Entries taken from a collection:
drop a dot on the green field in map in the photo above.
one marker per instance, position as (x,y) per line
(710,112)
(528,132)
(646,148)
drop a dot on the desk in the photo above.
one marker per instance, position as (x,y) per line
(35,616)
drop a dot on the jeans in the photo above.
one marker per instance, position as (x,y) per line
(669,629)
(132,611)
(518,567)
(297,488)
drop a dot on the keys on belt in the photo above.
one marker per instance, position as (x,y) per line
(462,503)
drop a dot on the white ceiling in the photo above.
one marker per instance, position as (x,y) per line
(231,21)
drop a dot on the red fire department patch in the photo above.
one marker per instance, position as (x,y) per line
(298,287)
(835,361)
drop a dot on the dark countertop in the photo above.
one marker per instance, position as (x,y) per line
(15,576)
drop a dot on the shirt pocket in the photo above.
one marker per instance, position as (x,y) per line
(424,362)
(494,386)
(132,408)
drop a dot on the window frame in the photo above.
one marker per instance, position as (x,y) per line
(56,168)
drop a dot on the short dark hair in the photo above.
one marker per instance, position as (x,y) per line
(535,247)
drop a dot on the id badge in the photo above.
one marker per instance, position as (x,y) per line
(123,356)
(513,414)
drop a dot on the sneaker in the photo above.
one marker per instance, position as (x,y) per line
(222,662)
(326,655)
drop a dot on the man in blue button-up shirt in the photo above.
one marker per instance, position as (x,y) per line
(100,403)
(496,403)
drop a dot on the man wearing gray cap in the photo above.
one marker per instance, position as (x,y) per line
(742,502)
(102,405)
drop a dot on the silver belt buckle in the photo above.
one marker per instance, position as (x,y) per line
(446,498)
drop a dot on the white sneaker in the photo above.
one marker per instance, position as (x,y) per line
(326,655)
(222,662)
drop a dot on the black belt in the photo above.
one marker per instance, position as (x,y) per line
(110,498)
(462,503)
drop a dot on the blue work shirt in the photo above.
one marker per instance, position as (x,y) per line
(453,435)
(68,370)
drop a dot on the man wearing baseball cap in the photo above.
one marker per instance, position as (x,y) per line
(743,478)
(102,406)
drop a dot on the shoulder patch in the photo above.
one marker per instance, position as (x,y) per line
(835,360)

What is being asked
Beginning with the line that has "drop a dot on the id" and ending with the line that has "drop a dot on the silver", set down the lines above exactly and include no others.

Expected output
drop a dot on the id badge in the photo above.
one marker per instance, position as (x,y) per line
(123,356)
(513,414)
drop a dot on the sneaker in the photo above.
one marker per instance, position as (x,y) per line
(222,662)
(326,655)
drop a dot on the man in blue button-up shirt in the photo above.
one marker per instance, position as (x,y) per line
(100,403)
(496,403)
drop a dot on the man wearing gray cap in the photo above.
one marker per instance, position as (x,y) per line
(742,502)
(102,405)
drop a dot on the silver belt buckle in the photo above.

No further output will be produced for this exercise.